Chinese bakery-style cake

This was my first year hosting a holiday and probably the first time in over 10 years that I haven’t had to travel for Thanksgiving. Also, my mom is celebrating a milestone birthday at the end of the month, so I wanted to make something special for her while she was visiting us for Thanksgiving.

I know that she (and my dad) aren’t big fans of American sweets. They claim that our desserts are too sugary for their tastes. They much prefer the more subdued sweets that Chinese bakeries offer. We used to order Chinese bakery cakes all the time when we went to Philadelphia’s Chinatown for a meal. There was always a reason to celebrate some momentous occasion, and therefore, always a reason to eat these cakes.

The sponge cake layers are light and fluffy and do not taste too sugary. Two cake layers are sandwiched on top of vanilla custard and fresh fruits. The entire cake is covered in a freshly made whipped cream frosting and garnished with additional fresh fruits. I can see why my parents love this cake – it just seems healthier because the cake is lighter than their American counterparts.

####################

[OBJECTIVE A]
Answer these from the Chinese bakery-style cake text, one per line:
(i) For roughly how long had the writer always traveled for Thanksgiving?
(ii) Where did the family go for a meal when they ordered these cakes?
(iii) What lies beneath the two cake layers?
[OBJECTIVE B]
Reproduce the part of the Chinese bakery-style cake text that begins at the words "This was my" and ends after the words "us for Thanksgiving.".
[OBJECTIVE C]
Does each statement agree with the Chinese bakery-style cake text? Answer yes or no and quote the words that decide it.
(i) The writer's parents consider American desserts too sugary.
(ii) The frosting is a store-bought whipped cream.
(iii) The cake is built from three sponge layers.

[MATERIAL PROVIDED]
####################

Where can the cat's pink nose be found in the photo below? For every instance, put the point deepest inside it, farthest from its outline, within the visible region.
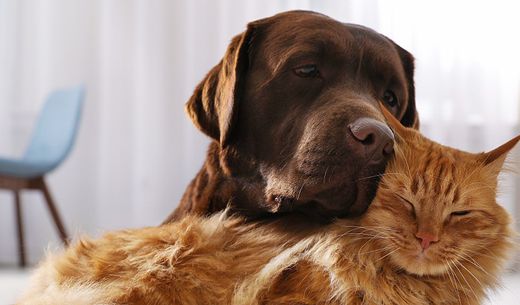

####################

[EXERCISE ANSWER A]
(i) Over 10 years.
(ii) Philadelphia's Chinatown.
(iii) Vanilla custard and fresh fruits.

[EXERCISE ANSWER B]
This was my first year hosting a holiday and probably the first time in over 10 years that I haven’t had to travel for Thanksgiving. Also, my mom is celebrating a milestone birthday at the end of the month, so I wanted to make something special for her while she was visiting us for Thanksgiving.

[EXERCISE ANSWER C]
(i) Yes: "They claim that our desserts are too sugary for their tastes."
(ii) No: "The entire cake is covered in a freshly made whipped cream frosting"
(iii) No: "Two cake layers are sandwiched on top of vanilla custard and fresh fruits."